Public Financial Management (PFM) applies to the way government budgets are allocated, spent, and accounted for to implement policies. Strategic purchasing in health relates to how health service providers are paid for the delivery of services. Both aim for efficient, and equitable delivery of quality services. While it is documented that PFM and health financing should better align, it is less clear to many practitioner how to do this.
Building on an active health finance and PFM engagement by the World Bank, Global Financing Facility, and USAID/Abt Associates in Tanzania, this blog illustrates five ways in which these disciplines are really two sides of the same coin.
1. Determining who spends the money. For PFM practitioners, public hospitals, health centers or dispensaries are spending units or cost centers. In order to receive a budget allocation for spending, these spending units or cost centers need to be explicitly recognized in the government’s chart of accounts.
Health finance practitioners, however, refer to them as service providers. From their perspective, service providers plan, assemble, manage, and deliver the services provided to patients. Strategic purchasing of services allows them to match payments to these services for patients.
In Tanzania, service providers were introduced into the chart of accounts so they can be recognized in the budget. This was the first step necessary in the country’s PFM reform process to provide them a budget. Equally, it can also be considered the first step to introduce strategic purchasing.
2. Formulating a budget or paying the provider? PFM practitioners refer to developing a budget for a spending unit. This determines the resource envelope the spending unit will have in the coming fiscal year and is oftentimes specified by line items.
Conversely, the resource envelope for a service provider in health financing terms will be determined by the purchasing modality. So how much a provider will be paid will depend on the level and quality of services delivered. In health financing terms, inputs are not purchased, but rather service providers are paid against the services or outputs that are delivered.
In Tanzania, the budget allocation process to service providers reflects strategic purchasing principles by introducing an output orientation into the budget allocation process, such as the number of outpatient visits or the number of newborn deliveries performed.
3. Who pays for services? From a PFM perspective, the ministry of finance releases the budget to spending units or facilities.

--------------------

▶ EXPLORE THE MATERIAL:
A - Please answer these questions about the text on public financial management and health purchasing:
(i) Whose health finance and PFM engagement in Tanzania does the text build on?
(ii) What was introduced into Tanzania's chart of accounts so they could be recognized in the budget?
(iii) Which two output measures are given as examples for Tanzania's budget allocation to service providers?
B - Carry the piece on public financial management and health purchasing forward from its last sentence, keeping its style and numbered structure.

▶ RECORD EXCERPTS:

--------------------

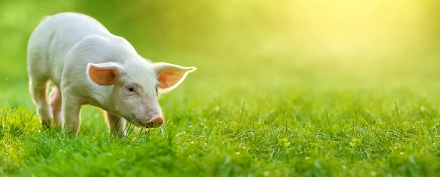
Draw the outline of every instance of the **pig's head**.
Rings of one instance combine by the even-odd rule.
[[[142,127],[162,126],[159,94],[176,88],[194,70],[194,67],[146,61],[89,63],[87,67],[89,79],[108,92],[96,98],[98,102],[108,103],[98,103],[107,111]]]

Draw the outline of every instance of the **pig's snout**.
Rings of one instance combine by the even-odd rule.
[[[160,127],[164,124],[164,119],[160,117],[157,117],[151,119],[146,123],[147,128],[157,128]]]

--------------------

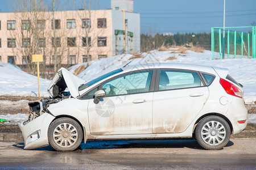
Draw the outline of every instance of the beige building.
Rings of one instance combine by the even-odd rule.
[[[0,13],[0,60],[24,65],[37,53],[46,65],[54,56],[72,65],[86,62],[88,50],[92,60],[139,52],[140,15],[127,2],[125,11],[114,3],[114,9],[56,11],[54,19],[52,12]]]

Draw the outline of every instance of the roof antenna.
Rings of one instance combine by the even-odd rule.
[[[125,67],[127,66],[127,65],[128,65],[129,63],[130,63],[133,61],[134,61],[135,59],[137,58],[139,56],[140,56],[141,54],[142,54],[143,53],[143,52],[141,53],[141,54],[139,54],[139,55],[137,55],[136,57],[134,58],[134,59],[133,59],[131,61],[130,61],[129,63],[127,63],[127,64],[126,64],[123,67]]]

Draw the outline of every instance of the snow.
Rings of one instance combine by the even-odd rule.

--------------------

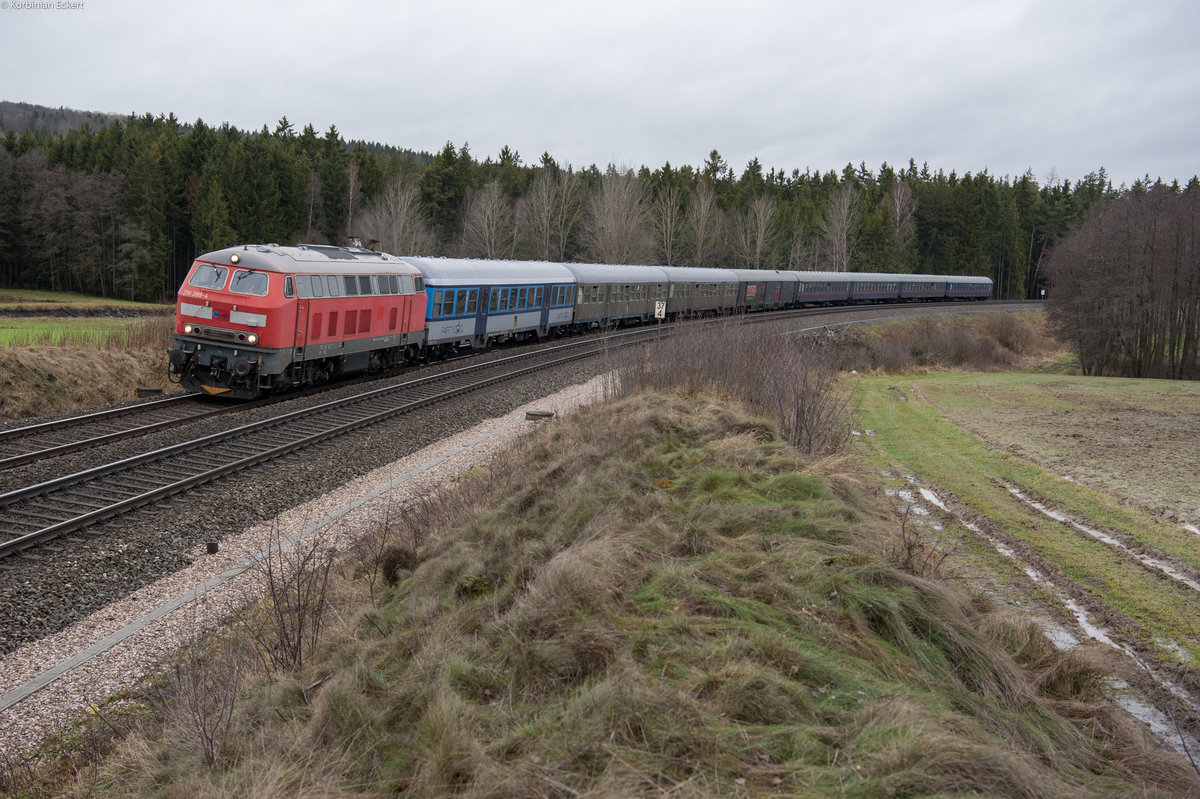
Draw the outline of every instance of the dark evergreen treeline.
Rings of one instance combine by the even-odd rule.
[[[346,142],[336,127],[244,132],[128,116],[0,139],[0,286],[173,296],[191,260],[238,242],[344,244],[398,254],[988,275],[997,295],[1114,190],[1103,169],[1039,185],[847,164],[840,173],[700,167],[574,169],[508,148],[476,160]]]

--------------------

▶ RESULTS:
A -
(i) The World Bank, the Global Financing Facility, and USAID/Abt Associates.
(ii) Service providers.
(iii) The number of outpatient visits and the number of newborn deliveries performed.

B -
Health finance practitioners speak instead of a purchaser who pays service providers. The purchaser can be an insurance agency, but the ministry of finance or health, or a local government entity may also act as the de facto purchaser if it releases funds to providers. A purchaser/provider split is recommended to recognize the role of the purchaser in paying for outputs and to incentivize the delivery of high-quality services. This also helps to distinguish the role of the service provider in procuring inputs, producing services, and managing delivery.
In Tanzania the purchaser/provider split is achieved by the Treasury (or Ministry of Health or the National Health Insurance Fund) acting as the de-facto purchasing agency and the President’s Office of Regional Administration and local government managing the service providers.
4. Execute the budget or let providers spend? Who is authorized to procure inputs is where the rubber hits the road. In PFM terms, the execution of budget happens at the spending unit level and is often subjected to rigorous internal controls. Only inputs that were explicitly budgeted for can be procured.
For health finance practitioners this is problematic as it is thought to infringe on provider autonomy, accountability, and their ability to effectively react to changing needs in delivering services. In this discourse, the paying agency should be more concerned about monitoring the services that were delivered than the inputs that were procured.
How to extend flexibility in a PFM system to public providers during the execution of the budget is subject to ongoing debate. Even in Tanzania, input-based controls at the provider level prevail, albeit with the possibility of transfer within certain expenditure categories.
5. Accounting and reporting is the same across disciplines. Accounting and reporting will always happen against inputs, regardless of the payment modality.
In a PFM system, financial management information systems execute spending at the spending unit level and facilitate accounting and reporting.
Providers in a health finance system also have to account for inputs purchased and report against this to provide a basis for financial accountability.
In Tanzania, a dedicated system was implemented at over 24,000 health facilities and schools in order to enable better accounting and reporting, and district authorities provide basic financial management support.
It is even more crucial in the context of responding effectively to health emergencies such as COVID-19. This requires conceptual clarity and mutual understanding of basic principles and processes in each other’s discipline.